- [What the task asks]
The required answer is every line of the data containing the word "bracelet".

------------------------------------------------------------------------

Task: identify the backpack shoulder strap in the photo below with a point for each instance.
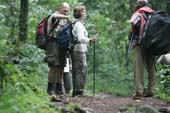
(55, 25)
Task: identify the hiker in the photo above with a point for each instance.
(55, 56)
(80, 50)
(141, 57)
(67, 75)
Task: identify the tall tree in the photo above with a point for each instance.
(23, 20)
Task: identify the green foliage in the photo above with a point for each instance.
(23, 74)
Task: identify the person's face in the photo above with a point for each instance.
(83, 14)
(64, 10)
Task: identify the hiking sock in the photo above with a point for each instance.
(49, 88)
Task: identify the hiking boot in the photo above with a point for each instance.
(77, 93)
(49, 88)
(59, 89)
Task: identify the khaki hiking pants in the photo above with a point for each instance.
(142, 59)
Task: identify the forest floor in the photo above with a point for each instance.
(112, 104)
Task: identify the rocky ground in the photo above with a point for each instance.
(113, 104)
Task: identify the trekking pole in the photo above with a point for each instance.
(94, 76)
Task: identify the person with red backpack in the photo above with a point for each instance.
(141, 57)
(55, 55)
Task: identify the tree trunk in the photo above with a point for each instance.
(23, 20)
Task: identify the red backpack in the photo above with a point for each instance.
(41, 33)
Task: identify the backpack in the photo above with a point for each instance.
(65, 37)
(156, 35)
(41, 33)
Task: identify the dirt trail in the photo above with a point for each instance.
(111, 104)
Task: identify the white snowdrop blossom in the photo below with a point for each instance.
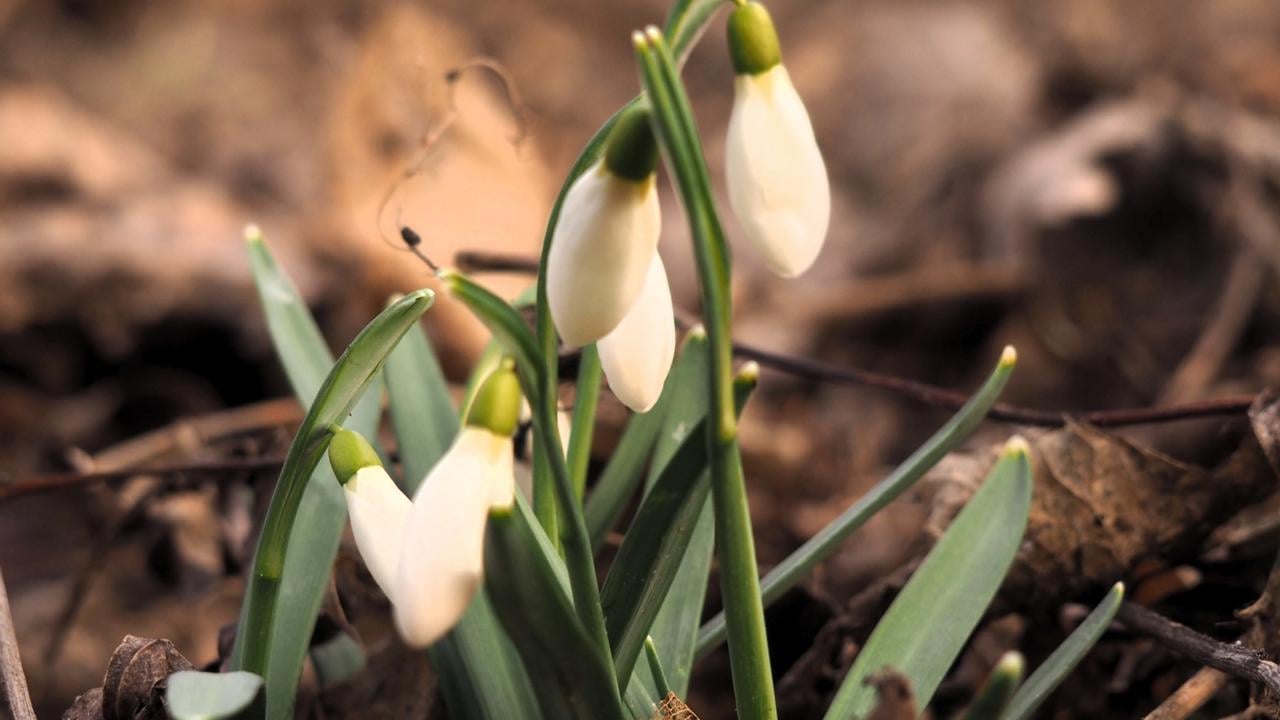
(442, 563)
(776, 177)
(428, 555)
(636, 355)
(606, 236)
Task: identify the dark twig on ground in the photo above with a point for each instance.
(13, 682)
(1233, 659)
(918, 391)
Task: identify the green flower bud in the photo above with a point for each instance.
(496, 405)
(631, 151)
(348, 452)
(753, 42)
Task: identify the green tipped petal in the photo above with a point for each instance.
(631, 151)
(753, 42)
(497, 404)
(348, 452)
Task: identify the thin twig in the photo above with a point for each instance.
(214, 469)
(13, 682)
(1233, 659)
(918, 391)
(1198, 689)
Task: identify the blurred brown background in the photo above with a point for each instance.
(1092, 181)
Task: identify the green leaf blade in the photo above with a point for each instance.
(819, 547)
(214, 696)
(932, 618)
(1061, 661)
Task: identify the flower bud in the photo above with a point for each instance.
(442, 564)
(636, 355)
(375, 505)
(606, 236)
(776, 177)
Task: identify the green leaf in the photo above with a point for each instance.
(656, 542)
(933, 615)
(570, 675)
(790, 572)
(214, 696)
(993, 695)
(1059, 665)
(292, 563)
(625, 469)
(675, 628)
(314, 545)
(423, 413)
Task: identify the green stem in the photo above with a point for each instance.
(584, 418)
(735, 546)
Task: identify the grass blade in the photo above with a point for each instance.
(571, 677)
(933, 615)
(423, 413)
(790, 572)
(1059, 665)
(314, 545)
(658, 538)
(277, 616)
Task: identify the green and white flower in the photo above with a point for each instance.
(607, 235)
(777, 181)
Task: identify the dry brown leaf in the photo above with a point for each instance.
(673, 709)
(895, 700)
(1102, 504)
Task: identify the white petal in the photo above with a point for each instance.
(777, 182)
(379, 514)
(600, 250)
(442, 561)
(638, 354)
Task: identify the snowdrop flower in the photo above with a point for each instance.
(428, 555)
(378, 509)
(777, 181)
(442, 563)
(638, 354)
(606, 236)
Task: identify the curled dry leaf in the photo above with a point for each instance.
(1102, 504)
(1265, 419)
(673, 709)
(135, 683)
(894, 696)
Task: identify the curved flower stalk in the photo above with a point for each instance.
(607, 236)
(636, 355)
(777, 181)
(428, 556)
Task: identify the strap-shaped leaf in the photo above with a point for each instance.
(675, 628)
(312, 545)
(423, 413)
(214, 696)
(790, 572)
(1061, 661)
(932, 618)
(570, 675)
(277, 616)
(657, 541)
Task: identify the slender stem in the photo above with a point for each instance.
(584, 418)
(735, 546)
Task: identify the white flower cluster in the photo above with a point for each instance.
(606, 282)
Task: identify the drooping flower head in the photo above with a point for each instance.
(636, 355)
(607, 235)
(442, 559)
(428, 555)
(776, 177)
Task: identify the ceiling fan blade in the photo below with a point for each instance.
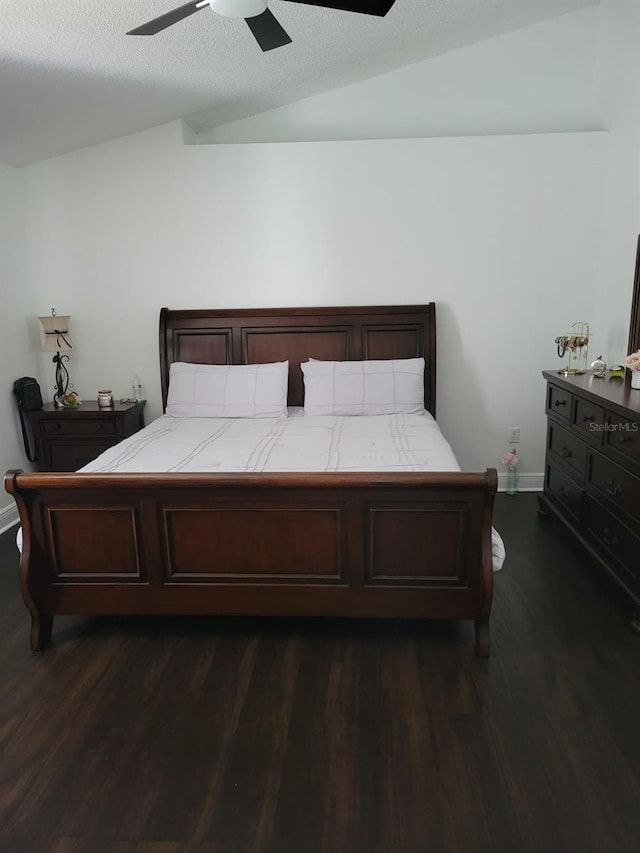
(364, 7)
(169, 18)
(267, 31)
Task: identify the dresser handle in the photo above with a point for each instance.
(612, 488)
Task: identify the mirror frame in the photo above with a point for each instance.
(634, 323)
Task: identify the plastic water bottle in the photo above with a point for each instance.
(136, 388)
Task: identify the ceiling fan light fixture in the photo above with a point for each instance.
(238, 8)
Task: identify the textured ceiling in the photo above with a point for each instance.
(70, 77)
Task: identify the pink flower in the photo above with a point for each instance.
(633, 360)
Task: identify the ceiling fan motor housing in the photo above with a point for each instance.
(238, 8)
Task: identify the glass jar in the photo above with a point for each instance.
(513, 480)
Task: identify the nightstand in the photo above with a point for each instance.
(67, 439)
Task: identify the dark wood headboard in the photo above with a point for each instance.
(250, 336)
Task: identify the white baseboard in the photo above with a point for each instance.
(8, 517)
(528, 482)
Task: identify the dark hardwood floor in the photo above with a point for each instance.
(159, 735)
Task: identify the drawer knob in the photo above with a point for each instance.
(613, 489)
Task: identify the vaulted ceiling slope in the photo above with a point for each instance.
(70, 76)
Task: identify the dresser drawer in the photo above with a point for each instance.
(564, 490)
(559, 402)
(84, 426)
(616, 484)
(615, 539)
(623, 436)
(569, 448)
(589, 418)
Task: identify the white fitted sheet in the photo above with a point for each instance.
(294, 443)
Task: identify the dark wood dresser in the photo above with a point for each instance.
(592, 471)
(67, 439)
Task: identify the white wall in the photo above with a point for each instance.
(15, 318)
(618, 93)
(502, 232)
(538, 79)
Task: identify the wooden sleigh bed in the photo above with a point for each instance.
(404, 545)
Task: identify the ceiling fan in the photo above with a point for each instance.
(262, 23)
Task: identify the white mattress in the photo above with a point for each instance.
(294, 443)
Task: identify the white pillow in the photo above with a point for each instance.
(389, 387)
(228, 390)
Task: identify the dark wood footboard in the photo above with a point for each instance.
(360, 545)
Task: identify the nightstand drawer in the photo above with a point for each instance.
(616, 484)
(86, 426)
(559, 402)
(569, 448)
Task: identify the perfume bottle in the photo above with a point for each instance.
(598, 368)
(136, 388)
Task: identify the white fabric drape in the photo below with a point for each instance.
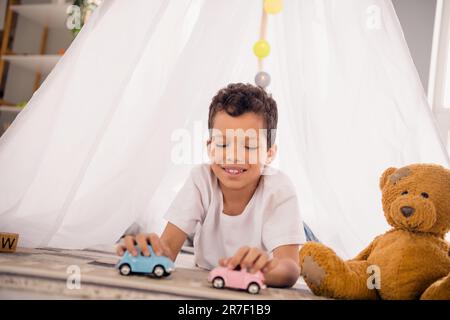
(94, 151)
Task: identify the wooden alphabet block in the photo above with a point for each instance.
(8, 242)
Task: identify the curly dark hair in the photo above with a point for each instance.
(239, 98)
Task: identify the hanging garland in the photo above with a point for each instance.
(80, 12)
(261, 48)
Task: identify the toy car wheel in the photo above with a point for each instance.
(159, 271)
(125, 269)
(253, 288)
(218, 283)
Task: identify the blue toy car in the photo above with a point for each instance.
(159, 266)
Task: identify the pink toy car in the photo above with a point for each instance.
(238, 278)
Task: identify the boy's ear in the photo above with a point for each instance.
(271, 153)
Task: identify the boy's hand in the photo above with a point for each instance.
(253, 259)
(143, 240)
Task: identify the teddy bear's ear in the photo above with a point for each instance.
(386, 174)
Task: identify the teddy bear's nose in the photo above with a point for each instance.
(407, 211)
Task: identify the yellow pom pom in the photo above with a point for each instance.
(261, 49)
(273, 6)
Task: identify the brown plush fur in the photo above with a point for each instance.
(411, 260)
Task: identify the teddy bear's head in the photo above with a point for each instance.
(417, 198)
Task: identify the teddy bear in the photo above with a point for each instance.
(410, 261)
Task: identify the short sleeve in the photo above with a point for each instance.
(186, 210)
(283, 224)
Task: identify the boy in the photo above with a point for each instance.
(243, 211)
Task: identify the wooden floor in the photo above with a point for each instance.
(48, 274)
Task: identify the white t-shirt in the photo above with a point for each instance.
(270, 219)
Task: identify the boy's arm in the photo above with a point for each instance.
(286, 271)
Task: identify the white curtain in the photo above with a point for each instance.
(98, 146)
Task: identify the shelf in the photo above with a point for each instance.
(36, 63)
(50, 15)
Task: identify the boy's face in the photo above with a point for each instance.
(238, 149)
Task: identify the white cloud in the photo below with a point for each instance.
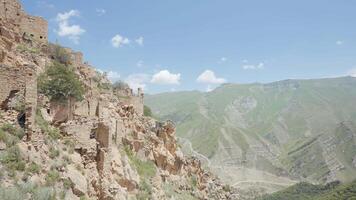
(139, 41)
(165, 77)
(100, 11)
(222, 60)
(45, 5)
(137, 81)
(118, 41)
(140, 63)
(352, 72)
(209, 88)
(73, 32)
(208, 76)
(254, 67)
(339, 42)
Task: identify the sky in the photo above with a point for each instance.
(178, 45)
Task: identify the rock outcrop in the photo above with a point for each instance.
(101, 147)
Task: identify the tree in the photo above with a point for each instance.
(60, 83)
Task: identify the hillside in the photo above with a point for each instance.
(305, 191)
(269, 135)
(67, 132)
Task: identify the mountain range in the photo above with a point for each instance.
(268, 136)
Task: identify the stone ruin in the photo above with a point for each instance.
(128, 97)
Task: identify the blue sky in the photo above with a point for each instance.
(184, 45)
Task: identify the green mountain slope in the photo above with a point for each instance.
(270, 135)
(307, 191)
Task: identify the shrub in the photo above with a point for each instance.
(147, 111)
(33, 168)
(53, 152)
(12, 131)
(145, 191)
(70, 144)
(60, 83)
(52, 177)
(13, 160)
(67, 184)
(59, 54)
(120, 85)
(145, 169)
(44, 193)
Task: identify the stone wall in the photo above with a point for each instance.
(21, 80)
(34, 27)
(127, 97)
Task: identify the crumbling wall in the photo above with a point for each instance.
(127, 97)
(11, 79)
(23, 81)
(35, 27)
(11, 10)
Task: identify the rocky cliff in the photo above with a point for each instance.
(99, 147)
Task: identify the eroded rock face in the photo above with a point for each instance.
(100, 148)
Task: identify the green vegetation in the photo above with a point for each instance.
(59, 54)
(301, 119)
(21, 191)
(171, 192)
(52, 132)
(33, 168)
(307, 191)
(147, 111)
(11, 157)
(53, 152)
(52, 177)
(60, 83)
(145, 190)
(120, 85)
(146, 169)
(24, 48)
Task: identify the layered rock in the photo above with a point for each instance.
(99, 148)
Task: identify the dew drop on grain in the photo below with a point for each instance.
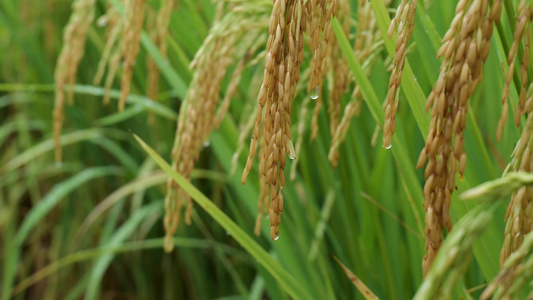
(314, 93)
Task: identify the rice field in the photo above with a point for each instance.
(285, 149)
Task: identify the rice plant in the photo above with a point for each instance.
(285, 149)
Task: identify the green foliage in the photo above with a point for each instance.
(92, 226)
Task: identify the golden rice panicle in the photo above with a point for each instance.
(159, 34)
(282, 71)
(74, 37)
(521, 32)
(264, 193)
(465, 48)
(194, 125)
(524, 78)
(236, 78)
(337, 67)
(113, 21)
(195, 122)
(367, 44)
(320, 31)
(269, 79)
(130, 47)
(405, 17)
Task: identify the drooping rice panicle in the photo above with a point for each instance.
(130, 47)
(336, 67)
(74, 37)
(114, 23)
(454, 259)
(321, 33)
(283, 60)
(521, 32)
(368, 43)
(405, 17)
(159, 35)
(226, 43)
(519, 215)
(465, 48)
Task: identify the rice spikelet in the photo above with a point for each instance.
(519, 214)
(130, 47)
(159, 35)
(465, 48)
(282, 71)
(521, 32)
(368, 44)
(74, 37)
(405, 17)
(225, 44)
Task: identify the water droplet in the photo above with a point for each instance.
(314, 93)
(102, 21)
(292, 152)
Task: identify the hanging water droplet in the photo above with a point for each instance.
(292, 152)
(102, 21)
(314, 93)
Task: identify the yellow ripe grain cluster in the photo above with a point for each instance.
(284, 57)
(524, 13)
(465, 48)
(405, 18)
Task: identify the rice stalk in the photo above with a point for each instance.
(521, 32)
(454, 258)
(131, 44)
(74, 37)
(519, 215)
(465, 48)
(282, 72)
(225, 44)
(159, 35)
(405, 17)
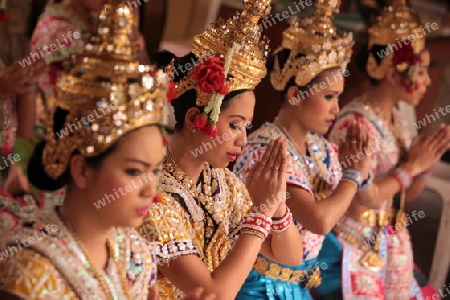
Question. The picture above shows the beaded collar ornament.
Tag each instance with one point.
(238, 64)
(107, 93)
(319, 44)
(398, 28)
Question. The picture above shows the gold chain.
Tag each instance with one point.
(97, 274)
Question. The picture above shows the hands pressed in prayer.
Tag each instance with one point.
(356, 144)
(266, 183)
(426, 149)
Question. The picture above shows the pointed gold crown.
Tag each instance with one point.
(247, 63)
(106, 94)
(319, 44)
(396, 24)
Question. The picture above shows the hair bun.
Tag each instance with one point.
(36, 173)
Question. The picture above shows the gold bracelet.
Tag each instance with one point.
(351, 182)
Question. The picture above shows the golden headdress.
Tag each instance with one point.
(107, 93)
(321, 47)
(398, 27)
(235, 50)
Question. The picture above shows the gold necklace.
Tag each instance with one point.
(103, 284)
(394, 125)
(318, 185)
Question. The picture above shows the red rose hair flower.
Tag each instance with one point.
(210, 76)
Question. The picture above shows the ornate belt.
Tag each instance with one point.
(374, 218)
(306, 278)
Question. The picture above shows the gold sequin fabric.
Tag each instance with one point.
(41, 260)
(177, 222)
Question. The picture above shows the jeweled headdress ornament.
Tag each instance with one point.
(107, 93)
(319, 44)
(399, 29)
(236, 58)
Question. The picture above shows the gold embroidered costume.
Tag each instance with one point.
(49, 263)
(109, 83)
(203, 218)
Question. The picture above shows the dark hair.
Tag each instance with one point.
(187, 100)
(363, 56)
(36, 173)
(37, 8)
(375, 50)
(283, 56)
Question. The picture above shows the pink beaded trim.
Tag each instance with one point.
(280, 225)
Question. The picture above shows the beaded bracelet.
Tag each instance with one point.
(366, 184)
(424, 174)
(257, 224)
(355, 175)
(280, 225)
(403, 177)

------------------------------------------------------------------------

- [Problem solution]
Question. The picture above shows the gold bracelet.
Question. The picture above shows the beaded bracelet.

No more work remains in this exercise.